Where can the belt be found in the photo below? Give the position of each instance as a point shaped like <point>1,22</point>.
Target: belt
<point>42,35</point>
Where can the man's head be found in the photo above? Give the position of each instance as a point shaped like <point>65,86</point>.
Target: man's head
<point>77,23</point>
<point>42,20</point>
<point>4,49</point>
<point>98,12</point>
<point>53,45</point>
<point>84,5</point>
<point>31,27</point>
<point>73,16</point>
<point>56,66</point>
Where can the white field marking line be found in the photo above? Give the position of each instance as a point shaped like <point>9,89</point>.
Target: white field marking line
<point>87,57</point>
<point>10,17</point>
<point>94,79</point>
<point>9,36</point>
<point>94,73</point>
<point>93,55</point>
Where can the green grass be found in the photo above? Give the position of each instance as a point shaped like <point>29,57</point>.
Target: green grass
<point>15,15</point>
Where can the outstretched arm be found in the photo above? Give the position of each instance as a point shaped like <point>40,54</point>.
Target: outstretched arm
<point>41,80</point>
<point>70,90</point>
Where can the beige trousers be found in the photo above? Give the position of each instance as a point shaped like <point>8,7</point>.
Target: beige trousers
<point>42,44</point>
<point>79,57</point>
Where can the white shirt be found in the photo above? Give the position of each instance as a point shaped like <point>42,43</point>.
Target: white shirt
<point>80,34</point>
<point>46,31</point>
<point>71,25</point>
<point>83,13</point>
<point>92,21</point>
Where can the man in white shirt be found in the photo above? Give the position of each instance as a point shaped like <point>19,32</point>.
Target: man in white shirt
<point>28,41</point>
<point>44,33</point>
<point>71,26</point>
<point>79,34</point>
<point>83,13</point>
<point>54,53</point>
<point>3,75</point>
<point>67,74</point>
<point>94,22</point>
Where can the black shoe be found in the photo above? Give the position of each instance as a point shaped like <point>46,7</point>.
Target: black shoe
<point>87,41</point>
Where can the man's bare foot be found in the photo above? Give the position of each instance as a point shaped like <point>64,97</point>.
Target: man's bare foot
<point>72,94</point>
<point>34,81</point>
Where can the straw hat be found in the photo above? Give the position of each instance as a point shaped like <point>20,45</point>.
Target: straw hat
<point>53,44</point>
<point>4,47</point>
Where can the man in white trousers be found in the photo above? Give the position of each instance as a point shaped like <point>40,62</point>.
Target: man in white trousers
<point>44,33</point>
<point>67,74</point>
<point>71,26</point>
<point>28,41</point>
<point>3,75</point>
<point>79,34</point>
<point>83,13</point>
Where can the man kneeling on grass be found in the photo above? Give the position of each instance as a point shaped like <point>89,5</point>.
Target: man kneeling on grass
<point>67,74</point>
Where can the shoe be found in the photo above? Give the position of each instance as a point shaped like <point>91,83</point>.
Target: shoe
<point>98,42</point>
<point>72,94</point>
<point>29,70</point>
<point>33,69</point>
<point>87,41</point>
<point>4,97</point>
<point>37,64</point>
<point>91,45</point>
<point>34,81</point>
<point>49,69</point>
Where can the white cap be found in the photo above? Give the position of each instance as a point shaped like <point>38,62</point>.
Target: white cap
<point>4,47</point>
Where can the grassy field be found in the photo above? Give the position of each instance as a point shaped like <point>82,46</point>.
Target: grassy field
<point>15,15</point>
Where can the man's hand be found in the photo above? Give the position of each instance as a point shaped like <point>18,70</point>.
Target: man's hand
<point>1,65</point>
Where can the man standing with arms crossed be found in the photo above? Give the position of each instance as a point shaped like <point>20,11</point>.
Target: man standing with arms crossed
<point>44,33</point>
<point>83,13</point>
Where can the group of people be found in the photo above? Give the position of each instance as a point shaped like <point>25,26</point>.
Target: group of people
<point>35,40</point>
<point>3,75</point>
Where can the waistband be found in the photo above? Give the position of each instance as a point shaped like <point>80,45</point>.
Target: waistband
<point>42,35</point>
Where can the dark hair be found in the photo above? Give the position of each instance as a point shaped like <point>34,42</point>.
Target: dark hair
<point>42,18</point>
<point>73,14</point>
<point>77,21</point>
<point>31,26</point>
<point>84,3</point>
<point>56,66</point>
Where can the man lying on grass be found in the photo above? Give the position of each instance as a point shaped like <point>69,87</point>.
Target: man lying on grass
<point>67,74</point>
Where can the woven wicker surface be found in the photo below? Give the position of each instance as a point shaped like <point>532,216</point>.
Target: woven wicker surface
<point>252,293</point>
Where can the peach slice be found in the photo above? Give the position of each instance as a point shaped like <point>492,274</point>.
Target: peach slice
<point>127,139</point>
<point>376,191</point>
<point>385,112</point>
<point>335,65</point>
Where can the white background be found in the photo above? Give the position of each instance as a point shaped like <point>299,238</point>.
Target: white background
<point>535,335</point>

-=-=-=-=-

## What is needed
What you write must match the records above line for line.

## Written solution
Where can the belt be found in the photo below? Give the position of each instance as a point shaped like <point>1,22</point>.
Target: belt
<point>42,35</point>
Where can the man's head be found in the photo above? Give the position of each instance as a point shaped like <point>65,86</point>.
Target: man's head
<point>77,23</point>
<point>42,20</point>
<point>4,49</point>
<point>98,12</point>
<point>53,45</point>
<point>84,5</point>
<point>31,27</point>
<point>73,16</point>
<point>56,66</point>
Where can the white field marking line be found in the photo above? Give the position of each instance as a point shaped like <point>9,89</point>.
Target: white field marking line
<point>87,57</point>
<point>10,17</point>
<point>94,79</point>
<point>9,36</point>
<point>94,73</point>
<point>93,55</point>
Where can the green grass be found in the photo above? Give the position of each instance as a point shaped like <point>29,57</point>.
Target: green grass
<point>15,15</point>
Where can the outstretched arm be found in the photo above? Give the position of each instance as a point shaped like <point>40,54</point>.
Target: outstretched arm
<point>41,80</point>
<point>70,90</point>
Where can the beige trousers be found in the photo above? Give the position of each instance as a point shaped like <point>8,7</point>.
Target: beige trousers
<point>42,44</point>
<point>79,57</point>
Where can the white shirt be found in the photo above? Give the position of each instance as a point shaped like <point>42,43</point>.
Target: white shirt
<point>80,34</point>
<point>46,31</point>
<point>71,25</point>
<point>83,13</point>
<point>92,21</point>
Where can the man in white shirt be found in the photo above? Give the position of each instance as a point shaped like <point>19,32</point>.
Target: man in white shirt
<point>28,41</point>
<point>44,33</point>
<point>71,26</point>
<point>79,34</point>
<point>83,13</point>
<point>54,53</point>
<point>3,75</point>
<point>67,74</point>
<point>94,22</point>
Where can the black shoe be found in the photo above? Give the position of each instance as a point shaped like <point>46,7</point>.
Target: black shoe
<point>87,41</point>
Where can the man's bare foot be found in the photo above? Give the position of each instance as a point shaped like <point>64,97</point>.
Target: man's bare foot
<point>72,94</point>
<point>34,81</point>
Where can the straw hat be found in the photo above? Give the position of each instance as a point shaped like <point>20,45</point>.
Target: straw hat
<point>53,44</point>
<point>4,47</point>
Where can the man in white trousers be found in the photo above? Give the position of each instance as a point shaped like <point>40,62</point>.
Target: man in white trousers
<point>44,33</point>
<point>67,74</point>
<point>71,26</point>
<point>28,41</point>
<point>3,75</point>
<point>79,34</point>
<point>83,13</point>
Where can the man kneeling on grass be found in the photo above? Give the position of each instance as a point shaped like <point>89,5</point>.
Target: man kneeling on grass
<point>67,74</point>
Where can the shoe be found in the photo above? Give the position of each instance as a point shaped like <point>91,83</point>.
Target: shoe
<point>98,42</point>
<point>72,94</point>
<point>29,70</point>
<point>33,69</point>
<point>87,41</point>
<point>4,97</point>
<point>37,64</point>
<point>91,45</point>
<point>34,81</point>
<point>49,69</point>
Where can the white cap be found in the photo above? Give the position of each instance as a point shaped like <point>38,62</point>.
Target: white cap
<point>4,47</point>
Where can the grassy field be found in the photo above? Give the position of each instance as a point shaped like <point>82,46</point>.
Target: grassy field
<point>15,15</point>
Where can the man's hand be found in the photo above? Give the position of each instance as a point shaped like <point>18,70</point>.
Target: man's hand
<point>1,65</point>
Where can the man standing with arms crossed be found in the photo above? Give the position of each instance as a point shaped like <point>20,11</point>.
Target: man standing with arms crossed
<point>44,33</point>
<point>83,13</point>
Where can the group of people be found in the photo above? Give the position of each instance as a point shaped like <point>25,26</point>.
Target: group of people
<point>35,40</point>
<point>3,75</point>
Where can the waistband be found in the photo above? Give the position of each instance as a point shaped like <point>80,45</point>.
Target: waistband
<point>42,35</point>
Where can the dark hair be found in the photo above? Give the position of each instance as a point shaped like <point>34,42</point>.
Target: dark hair
<point>42,18</point>
<point>73,14</point>
<point>77,21</point>
<point>31,26</point>
<point>84,3</point>
<point>56,66</point>
Where can the man lying on grass be found in the photo above? Give the position of each instance as a point shaped like <point>69,87</point>.
Target: man lying on grass
<point>67,74</point>
Where can the woven wicker surface be found in the photo below? Give the position of each instance as a point shaped like <point>532,216</point>.
Target: woven wicker surface
<point>252,293</point>
Where can the peach slice be found in the photo above? Give the position of each instance as a point shaped like <point>492,274</point>.
Target: peach slice
<point>127,139</point>
<point>376,191</point>
<point>385,112</point>
<point>335,65</point>
Where can the white background be found in the photo above? Give the position of each instance as a point shaped like <point>299,238</point>.
Target: white background
<point>535,335</point>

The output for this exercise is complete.